## WHAT IS EXPECTED
Please report every line of the listing below that has the word "white" in it.

## DATA FOR THIS TASK
# # # #
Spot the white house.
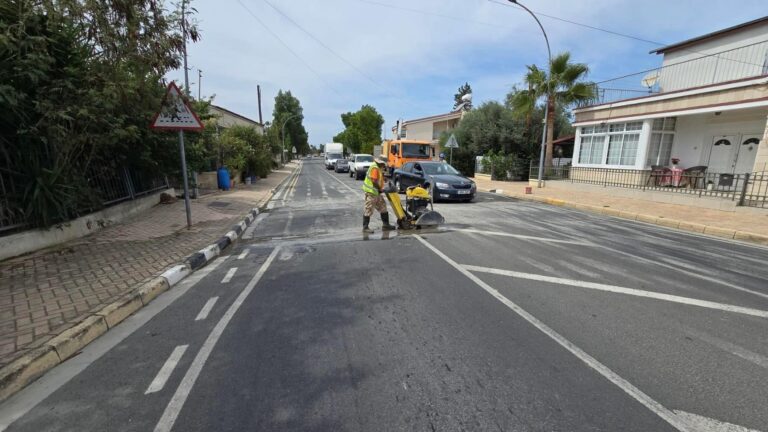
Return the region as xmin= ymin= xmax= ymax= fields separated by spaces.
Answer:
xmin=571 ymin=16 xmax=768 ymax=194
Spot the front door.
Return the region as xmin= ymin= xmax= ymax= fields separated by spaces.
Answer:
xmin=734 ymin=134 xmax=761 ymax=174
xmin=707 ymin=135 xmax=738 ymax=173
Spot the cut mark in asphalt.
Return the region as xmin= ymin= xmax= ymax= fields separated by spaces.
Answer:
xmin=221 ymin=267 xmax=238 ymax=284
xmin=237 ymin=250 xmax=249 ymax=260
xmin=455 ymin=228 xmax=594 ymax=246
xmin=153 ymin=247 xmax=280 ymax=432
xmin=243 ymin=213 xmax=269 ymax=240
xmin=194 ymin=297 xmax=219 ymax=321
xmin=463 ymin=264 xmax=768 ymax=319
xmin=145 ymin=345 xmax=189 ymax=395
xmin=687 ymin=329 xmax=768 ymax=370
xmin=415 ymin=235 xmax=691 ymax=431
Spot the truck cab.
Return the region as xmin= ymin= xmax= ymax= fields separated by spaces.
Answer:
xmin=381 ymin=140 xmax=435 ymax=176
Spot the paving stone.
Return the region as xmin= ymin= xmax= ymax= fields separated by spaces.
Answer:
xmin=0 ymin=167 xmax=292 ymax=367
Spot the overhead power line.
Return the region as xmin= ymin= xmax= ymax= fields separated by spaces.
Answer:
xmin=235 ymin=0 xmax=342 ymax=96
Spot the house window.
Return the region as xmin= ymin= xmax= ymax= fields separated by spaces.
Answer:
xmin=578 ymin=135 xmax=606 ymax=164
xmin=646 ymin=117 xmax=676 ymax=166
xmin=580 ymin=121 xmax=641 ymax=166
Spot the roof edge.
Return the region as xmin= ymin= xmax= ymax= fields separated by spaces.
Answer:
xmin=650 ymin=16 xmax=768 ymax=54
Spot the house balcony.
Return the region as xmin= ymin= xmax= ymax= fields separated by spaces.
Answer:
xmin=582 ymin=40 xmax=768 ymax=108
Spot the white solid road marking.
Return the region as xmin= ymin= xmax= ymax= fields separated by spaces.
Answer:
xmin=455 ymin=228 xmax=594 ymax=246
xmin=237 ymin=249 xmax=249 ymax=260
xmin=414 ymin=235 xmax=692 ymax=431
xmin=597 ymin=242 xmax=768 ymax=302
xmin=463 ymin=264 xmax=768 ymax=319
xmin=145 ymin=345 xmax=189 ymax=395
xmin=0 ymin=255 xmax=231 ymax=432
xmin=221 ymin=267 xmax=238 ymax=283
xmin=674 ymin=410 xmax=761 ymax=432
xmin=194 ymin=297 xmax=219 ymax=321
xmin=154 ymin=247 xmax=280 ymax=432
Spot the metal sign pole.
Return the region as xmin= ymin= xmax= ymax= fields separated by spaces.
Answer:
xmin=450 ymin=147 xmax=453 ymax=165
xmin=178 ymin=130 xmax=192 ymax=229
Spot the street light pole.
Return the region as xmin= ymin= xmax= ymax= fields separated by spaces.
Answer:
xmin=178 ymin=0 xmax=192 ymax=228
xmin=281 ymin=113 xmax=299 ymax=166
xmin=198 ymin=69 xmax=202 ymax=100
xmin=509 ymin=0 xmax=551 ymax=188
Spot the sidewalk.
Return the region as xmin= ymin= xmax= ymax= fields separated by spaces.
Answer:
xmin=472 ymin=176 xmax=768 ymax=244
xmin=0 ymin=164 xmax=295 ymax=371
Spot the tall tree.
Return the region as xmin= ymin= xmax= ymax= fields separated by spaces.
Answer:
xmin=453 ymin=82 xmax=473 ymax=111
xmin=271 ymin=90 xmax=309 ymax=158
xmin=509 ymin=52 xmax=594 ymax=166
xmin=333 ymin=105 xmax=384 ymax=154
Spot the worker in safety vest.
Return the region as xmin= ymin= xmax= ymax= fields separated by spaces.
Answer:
# # # #
## YOUR SOLUTION
Spot the white house.
Spot the white solid road marking.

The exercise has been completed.